##### PROVIDED RECORDS

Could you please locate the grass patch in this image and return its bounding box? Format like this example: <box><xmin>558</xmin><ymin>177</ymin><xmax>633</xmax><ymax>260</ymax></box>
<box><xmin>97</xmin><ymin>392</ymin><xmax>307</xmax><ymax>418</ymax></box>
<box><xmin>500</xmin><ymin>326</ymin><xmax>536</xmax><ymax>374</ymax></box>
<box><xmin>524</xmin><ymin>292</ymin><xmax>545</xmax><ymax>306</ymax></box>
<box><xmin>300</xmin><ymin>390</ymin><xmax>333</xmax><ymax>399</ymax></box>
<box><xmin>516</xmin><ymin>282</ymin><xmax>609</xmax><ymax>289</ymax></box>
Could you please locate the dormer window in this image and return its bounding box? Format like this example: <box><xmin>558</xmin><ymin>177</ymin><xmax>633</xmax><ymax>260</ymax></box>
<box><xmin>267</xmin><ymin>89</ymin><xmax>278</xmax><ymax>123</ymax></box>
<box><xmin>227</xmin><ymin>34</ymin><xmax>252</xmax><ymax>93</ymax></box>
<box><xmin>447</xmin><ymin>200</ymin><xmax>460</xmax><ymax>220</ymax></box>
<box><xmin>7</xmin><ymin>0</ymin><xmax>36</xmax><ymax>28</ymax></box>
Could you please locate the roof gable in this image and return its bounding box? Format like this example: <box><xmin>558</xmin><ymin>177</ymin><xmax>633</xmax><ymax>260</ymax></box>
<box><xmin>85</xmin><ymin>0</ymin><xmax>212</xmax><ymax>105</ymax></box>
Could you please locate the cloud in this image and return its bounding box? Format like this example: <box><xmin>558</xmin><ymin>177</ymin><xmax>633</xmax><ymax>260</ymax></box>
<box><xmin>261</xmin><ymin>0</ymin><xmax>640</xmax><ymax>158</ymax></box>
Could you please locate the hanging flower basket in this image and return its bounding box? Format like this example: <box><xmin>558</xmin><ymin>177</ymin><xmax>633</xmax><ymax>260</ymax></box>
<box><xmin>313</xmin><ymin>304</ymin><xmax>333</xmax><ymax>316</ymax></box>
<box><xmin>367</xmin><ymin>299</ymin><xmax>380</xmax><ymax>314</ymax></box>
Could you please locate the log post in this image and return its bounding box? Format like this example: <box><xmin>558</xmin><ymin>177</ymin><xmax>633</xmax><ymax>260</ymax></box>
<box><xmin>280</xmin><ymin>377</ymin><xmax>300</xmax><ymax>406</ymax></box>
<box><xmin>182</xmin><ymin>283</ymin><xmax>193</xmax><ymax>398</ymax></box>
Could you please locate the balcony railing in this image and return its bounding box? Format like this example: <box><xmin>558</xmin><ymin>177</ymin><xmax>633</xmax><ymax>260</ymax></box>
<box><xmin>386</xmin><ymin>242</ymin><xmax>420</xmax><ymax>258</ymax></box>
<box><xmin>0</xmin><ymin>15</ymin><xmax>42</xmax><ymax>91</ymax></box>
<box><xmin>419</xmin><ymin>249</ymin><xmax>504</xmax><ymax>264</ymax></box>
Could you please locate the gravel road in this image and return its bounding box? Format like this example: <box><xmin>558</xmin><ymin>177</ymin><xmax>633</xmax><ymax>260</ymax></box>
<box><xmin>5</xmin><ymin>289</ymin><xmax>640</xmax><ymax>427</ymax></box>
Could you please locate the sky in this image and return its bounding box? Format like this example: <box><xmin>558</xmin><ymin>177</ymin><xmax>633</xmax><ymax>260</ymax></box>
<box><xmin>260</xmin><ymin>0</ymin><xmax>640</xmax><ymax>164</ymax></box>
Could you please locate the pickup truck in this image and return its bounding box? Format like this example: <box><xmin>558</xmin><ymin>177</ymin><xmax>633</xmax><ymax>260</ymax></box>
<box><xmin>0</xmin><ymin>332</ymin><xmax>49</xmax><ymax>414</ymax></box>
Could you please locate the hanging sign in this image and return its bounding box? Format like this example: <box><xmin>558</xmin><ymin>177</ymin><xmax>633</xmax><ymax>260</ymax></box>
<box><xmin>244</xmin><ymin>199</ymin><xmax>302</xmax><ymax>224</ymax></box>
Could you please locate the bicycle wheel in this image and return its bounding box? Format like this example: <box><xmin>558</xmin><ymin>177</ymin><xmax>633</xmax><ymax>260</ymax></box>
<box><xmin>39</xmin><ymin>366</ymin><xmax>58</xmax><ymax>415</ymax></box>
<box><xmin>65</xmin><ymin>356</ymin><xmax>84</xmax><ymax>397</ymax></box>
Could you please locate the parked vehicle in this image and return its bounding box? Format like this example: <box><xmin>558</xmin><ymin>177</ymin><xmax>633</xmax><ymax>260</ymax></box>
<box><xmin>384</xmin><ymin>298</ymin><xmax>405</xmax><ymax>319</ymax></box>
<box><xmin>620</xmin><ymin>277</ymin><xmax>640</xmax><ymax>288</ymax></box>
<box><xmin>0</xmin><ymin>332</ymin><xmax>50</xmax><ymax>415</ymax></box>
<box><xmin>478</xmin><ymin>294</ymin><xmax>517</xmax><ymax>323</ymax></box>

##########

Copy the listing above again, swapping each "locate" for "find" and leaving everything else the same.

Could you please find the grass patch in this image and return its bounding box? Format like this example: <box><xmin>558</xmin><ymin>177</ymin><xmax>633</xmax><ymax>260</ymax></box>
<box><xmin>97</xmin><ymin>392</ymin><xmax>307</xmax><ymax>418</ymax></box>
<box><xmin>500</xmin><ymin>326</ymin><xmax>536</xmax><ymax>374</ymax></box>
<box><xmin>524</xmin><ymin>292</ymin><xmax>545</xmax><ymax>306</ymax></box>
<box><xmin>300</xmin><ymin>390</ymin><xmax>333</xmax><ymax>399</ymax></box>
<box><xmin>516</xmin><ymin>282</ymin><xmax>609</xmax><ymax>289</ymax></box>
Could you please find the dormer window in this image and return its bounding box? Format like this example: <box><xmin>558</xmin><ymin>177</ymin><xmax>633</xmax><ymax>260</ymax></box>
<box><xmin>267</xmin><ymin>89</ymin><xmax>278</xmax><ymax>123</ymax></box>
<box><xmin>227</xmin><ymin>34</ymin><xmax>252</xmax><ymax>93</ymax></box>
<box><xmin>447</xmin><ymin>200</ymin><xmax>460</xmax><ymax>220</ymax></box>
<box><xmin>7</xmin><ymin>0</ymin><xmax>36</xmax><ymax>28</ymax></box>
Could you please find the roof gable in this image and return its bounding box? Format like this example: <box><xmin>558</xmin><ymin>177</ymin><xmax>633</xmax><ymax>260</ymax></box>
<box><xmin>85</xmin><ymin>0</ymin><xmax>212</xmax><ymax>105</ymax></box>
Could you please find the cloud in this image and return its bounding box? Format like this example: <box><xmin>558</xmin><ymin>177</ymin><xmax>633</xmax><ymax>260</ymax></box>
<box><xmin>261</xmin><ymin>0</ymin><xmax>640</xmax><ymax>158</ymax></box>
Could you please find the hanging flower basket in this image and return its bounding box? Format like this example: <box><xmin>558</xmin><ymin>177</ymin><xmax>633</xmax><ymax>260</ymax></box>
<box><xmin>313</xmin><ymin>304</ymin><xmax>333</xmax><ymax>316</ymax></box>
<box><xmin>367</xmin><ymin>299</ymin><xmax>380</xmax><ymax>314</ymax></box>
Could you please find the log post in this image and return its bounding box? Format like this example: <box><xmin>558</xmin><ymin>177</ymin><xmax>633</xmax><ymax>260</ymax></box>
<box><xmin>280</xmin><ymin>377</ymin><xmax>300</xmax><ymax>406</ymax></box>
<box><xmin>182</xmin><ymin>283</ymin><xmax>193</xmax><ymax>398</ymax></box>
Could you please find the balcony railing in this image and return its bounding box? Format like this example: <box><xmin>558</xmin><ymin>177</ymin><xmax>633</xmax><ymax>260</ymax></box>
<box><xmin>386</xmin><ymin>242</ymin><xmax>420</xmax><ymax>258</ymax></box>
<box><xmin>0</xmin><ymin>15</ymin><xmax>42</xmax><ymax>91</ymax></box>
<box><xmin>419</xmin><ymin>249</ymin><xmax>504</xmax><ymax>264</ymax></box>
Could you please find the gravel road in this image and return its bounding box? Format like this example: <box><xmin>558</xmin><ymin>177</ymin><xmax>633</xmax><ymax>260</ymax></box>
<box><xmin>5</xmin><ymin>289</ymin><xmax>640</xmax><ymax>427</ymax></box>
Could you please find the sky in this image and return its bounding box? Format like this example: <box><xmin>558</xmin><ymin>177</ymin><xmax>633</xmax><ymax>260</ymax></box>
<box><xmin>260</xmin><ymin>0</ymin><xmax>640</xmax><ymax>164</ymax></box>
Could you please find the pickup truck in this image and return its bounding box? Format like this example: <box><xmin>558</xmin><ymin>177</ymin><xmax>633</xmax><ymax>260</ymax></box>
<box><xmin>0</xmin><ymin>332</ymin><xmax>49</xmax><ymax>414</ymax></box>
Could you please find the hanging sign in this image and return its bounding box? Format like this example: <box><xmin>558</xmin><ymin>177</ymin><xmax>633</xmax><ymax>260</ymax></box>
<box><xmin>244</xmin><ymin>199</ymin><xmax>302</xmax><ymax>224</ymax></box>
Could you please find the bicycle wheel in this image and return its bounding box? Format like this example: <box><xmin>558</xmin><ymin>177</ymin><xmax>633</xmax><ymax>260</ymax></box>
<box><xmin>39</xmin><ymin>366</ymin><xmax>58</xmax><ymax>415</ymax></box>
<box><xmin>65</xmin><ymin>356</ymin><xmax>84</xmax><ymax>397</ymax></box>
Could you please find the parked vehicle in this image and return its bounding box? Format like this example: <box><xmin>558</xmin><ymin>177</ymin><xmax>633</xmax><ymax>260</ymax></box>
<box><xmin>384</xmin><ymin>298</ymin><xmax>405</xmax><ymax>319</ymax></box>
<box><xmin>620</xmin><ymin>277</ymin><xmax>640</xmax><ymax>288</ymax></box>
<box><xmin>0</xmin><ymin>332</ymin><xmax>50</xmax><ymax>415</ymax></box>
<box><xmin>478</xmin><ymin>294</ymin><xmax>517</xmax><ymax>323</ymax></box>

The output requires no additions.